What you need to do =>
Reproduce word for word the part of the Creemore arts festival article below, starting with "Eleven members of" and going on through "photography, and pen-and-ink.".

Page extract =>

Arts festival welcomes special guests

 In Events, Visit Creemore

Amongst the more than 60 artists showing this weekend during the Creemore Festival of the Arts are members of the Barrie Art Club.

Eleven members of the club will be showing artwork at the Dunedin Hall, representing a wide range of mediums and styles, including landscape, portraits, figures, photography, and pen-and-ink.

Watercolourist Lorraine Maher, who has been a member of the art club for more than 30 years, said she is happy to join the Purple Hills Arts and Heritage Society’s event and sees its as a great way to broaden the art community.

“I’m excited to be part of it myself, personally,” said Maher.

She said the club has members representing a wide range of disciplines and abilities, from novice to acclaimed. The volunteer-driven club had almost 300 members pre-Covid, and has since been rebuilding its membership through online workshops and studios and include members who have relocated to other parts of the country and others who cannot physically make it to the club, all thanks to technology.

Dataset entries =>
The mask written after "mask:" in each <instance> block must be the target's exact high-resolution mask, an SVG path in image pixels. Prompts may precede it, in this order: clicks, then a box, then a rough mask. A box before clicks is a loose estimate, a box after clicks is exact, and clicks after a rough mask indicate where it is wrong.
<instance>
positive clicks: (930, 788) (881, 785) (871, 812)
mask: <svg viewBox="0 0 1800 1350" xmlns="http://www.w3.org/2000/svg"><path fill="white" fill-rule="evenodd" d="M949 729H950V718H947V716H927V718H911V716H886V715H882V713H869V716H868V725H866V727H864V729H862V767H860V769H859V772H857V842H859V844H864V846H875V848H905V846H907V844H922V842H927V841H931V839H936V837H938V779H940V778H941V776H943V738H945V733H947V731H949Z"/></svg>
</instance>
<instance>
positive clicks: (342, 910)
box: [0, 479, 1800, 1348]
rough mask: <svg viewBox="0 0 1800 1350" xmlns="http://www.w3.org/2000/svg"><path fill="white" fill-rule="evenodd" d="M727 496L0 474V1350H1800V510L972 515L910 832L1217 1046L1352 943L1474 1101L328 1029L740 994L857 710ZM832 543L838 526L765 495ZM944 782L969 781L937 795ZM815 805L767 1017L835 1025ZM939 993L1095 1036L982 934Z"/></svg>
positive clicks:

Output for this exercise =>
Eleven members of the club will be showing artwork at the Dunedin Hall, representing a wide range of mediums and styles, including landscape, portraits, figures, photography, and pen-and-ink.